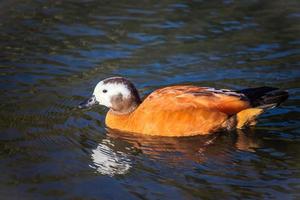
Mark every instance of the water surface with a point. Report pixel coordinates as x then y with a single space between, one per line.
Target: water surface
52 54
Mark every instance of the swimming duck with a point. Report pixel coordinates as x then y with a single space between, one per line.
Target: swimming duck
181 110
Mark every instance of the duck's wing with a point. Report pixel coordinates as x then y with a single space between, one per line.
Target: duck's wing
192 97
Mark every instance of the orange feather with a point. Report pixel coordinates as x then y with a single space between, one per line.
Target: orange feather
180 111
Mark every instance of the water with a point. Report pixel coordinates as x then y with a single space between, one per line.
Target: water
54 52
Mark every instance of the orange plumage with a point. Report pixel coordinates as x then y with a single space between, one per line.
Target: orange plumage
181 110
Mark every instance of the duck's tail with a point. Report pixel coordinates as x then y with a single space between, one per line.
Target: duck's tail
261 99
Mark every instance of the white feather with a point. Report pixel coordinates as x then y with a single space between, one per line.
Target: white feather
112 90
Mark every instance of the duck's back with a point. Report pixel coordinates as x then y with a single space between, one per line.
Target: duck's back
181 111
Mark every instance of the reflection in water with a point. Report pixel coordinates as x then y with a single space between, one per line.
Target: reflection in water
53 52
177 150
108 162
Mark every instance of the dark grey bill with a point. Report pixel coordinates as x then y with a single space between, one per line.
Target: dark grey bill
88 103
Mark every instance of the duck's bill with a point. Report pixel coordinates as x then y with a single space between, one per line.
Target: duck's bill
88 103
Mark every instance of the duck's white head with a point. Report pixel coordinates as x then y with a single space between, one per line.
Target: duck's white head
116 93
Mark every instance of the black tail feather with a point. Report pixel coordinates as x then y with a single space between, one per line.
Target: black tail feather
262 96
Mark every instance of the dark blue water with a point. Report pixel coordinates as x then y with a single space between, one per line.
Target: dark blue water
52 54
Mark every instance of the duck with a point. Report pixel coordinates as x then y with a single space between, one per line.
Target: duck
181 110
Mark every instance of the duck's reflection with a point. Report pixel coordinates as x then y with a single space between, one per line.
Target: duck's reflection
107 161
111 158
198 148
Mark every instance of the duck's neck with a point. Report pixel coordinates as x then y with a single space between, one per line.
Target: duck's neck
124 111
117 120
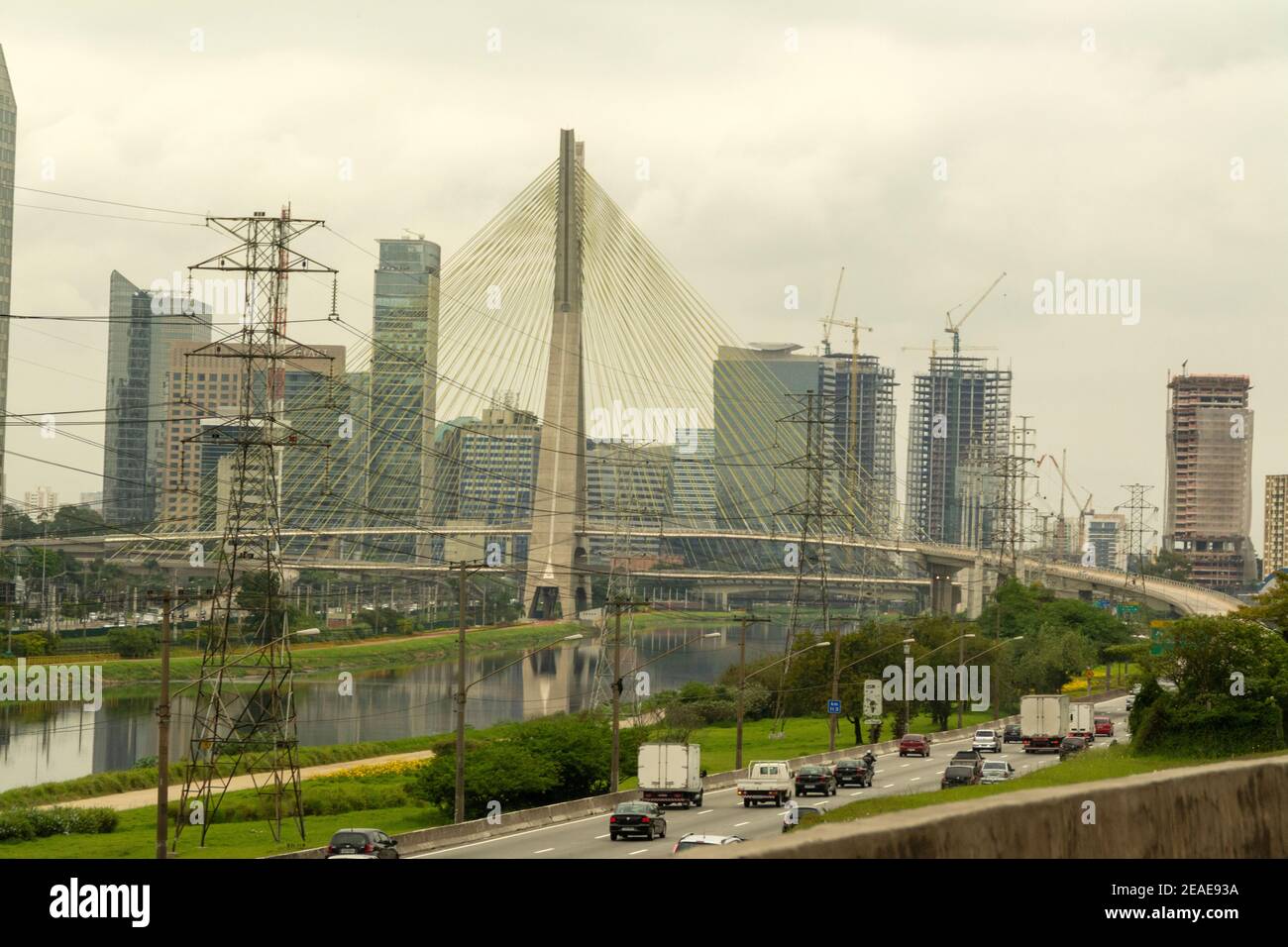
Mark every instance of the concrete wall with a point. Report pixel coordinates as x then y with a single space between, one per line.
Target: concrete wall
1219 810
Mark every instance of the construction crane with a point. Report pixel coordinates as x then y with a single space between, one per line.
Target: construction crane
1083 509
954 329
831 316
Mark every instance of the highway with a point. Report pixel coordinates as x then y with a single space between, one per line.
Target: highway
722 812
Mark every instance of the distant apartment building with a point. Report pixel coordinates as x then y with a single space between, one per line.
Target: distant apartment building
8 145
1209 504
866 467
694 476
960 414
40 504
760 429
142 328
1107 540
1275 551
403 390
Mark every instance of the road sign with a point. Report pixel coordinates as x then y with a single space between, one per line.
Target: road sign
872 701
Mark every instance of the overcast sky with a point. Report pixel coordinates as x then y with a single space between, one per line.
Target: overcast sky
923 146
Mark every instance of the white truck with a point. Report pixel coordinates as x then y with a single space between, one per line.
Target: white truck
1082 720
767 783
671 774
1043 718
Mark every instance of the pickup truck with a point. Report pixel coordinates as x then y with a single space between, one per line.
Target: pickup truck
767 783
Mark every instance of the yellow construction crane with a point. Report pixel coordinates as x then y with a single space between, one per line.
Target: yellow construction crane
831 316
954 329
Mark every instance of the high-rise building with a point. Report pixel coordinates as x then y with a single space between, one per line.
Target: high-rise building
1275 552
961 411
40 504
403 385
1107 538
1209 504
142 326
866 468
760 429
8 144
694 476
627 489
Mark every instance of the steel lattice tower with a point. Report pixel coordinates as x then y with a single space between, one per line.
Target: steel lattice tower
245 716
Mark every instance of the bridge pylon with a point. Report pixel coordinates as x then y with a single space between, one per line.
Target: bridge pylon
557 578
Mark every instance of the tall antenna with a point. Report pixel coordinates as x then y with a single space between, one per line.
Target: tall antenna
250 727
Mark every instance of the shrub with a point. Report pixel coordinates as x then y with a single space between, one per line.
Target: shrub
133 642
39 823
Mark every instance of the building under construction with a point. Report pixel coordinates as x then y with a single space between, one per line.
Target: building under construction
961 411
1209 504
864 446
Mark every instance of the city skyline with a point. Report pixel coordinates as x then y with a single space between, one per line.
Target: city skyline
1089 368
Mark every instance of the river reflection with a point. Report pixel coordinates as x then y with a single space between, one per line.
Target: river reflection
51 742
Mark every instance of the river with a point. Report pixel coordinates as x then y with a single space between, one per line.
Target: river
52 742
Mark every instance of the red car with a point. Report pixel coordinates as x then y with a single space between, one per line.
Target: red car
914 744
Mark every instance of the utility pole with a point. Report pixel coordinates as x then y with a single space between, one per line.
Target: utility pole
743 620
467 569
619 604
163 731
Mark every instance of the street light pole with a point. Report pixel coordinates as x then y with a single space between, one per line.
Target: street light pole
742 681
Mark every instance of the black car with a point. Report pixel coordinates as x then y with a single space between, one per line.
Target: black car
851 774
960 774
1072 745
362 841
636 818
815 780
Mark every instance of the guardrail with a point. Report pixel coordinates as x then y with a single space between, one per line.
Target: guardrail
478 830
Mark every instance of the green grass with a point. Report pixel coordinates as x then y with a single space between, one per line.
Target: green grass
136 835
1111 763
804 736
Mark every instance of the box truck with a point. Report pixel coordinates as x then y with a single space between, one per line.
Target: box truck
1082 720
671 774
1043 719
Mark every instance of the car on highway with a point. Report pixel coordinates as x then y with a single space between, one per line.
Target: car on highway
1072 745
815 780
914 744
960 775
799 810
636 818
694 840
851 774
997 771
362 841
987 740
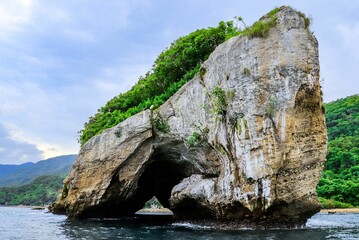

● **What is asked**
Collect every line in the listing that contains the string "overcast" and copy each one.

● **Final result**
Mark every instance of the overcast sky with a point. Report pixel coordinates as x then y with a single space between, one per line.
Target: overcast sky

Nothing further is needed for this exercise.